■ PROBLEM TO WORK ON ■
Rewrite the Jonny Quest blog post, starting at "I’ve blogged about" and ending at "on Scooby Doo.", swapping "nutshell" for "few words".

— START OF SOURCE EXTRACT —

The original run of Jonny Quest from 1964 to 1965, on prime time television, just might be my absolute favorite animated series, especially from my youth. The first season or two of Scooby Doo, Where Are you? were good. As were Star Blazers and Underdog and, in my young adulthood, Batman: The Animated Series was really impressive. But Jonny Quest holds a special place in my heart.
I’ve blogged about Jonny Quest’s first series before and listed my three favorite episodes (see here), so I won’t go too deep into why I love that series so much. To put it in a nutshell, despite its forays into the supernatural, that series was more realistic, both in its stories and in its animation. Characters died in that series, which added a decided sense of danger. And, as a kid, I appreciated that realism. No one ever died on Scooby Doo.
And that series looked like a comic book, thanks to Doug Wildey, a comic book illustrator who created the characters and the shows animation style. I loved comic books as a kid (still do). Maybe that’s the reason I dig Jonny Quest.

— END OF SOURCE EXTRACT —
— START OF ENTRIES SUPPLIED —

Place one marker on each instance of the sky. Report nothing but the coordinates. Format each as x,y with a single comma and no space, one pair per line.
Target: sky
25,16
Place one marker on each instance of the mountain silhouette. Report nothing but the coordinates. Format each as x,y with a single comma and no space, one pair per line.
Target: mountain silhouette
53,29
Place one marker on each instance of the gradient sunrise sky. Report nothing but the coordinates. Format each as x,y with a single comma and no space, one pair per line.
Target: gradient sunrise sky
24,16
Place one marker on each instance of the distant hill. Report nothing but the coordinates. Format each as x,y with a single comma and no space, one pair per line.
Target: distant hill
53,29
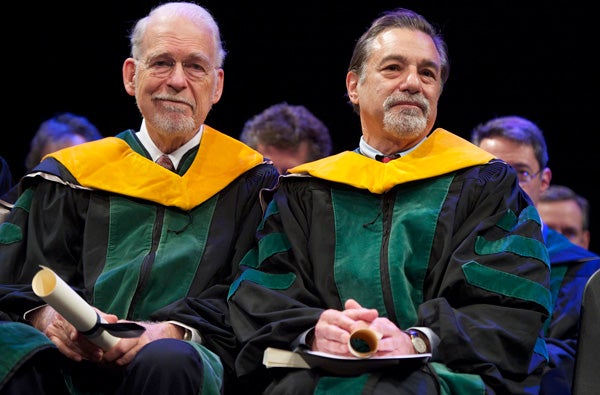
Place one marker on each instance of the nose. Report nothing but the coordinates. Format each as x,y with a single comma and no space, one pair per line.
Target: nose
411,81
177,76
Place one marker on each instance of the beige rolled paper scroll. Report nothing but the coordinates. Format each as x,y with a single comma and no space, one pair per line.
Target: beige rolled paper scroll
364,342
53,290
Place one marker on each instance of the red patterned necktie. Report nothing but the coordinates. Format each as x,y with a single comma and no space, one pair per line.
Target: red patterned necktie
165,162
386,159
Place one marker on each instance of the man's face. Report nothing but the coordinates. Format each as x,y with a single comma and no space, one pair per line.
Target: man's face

— END OF ENTRIES SUPPLIED —

■ ANSWER TO THIS TASK ■
I’ve blogged about Jonny Quest’s first series before and listed my three favorite episodes (see here), so I won’t go too deep into why I love that series so much. To put it in a few words, despite its forays into the supernatural, that series was more realistic, both in its stories and in its animation. Characters died in that series, which added a decided sense of danger. And, as a kid, I appreciated that realism. No one ever died on Scooby Doo.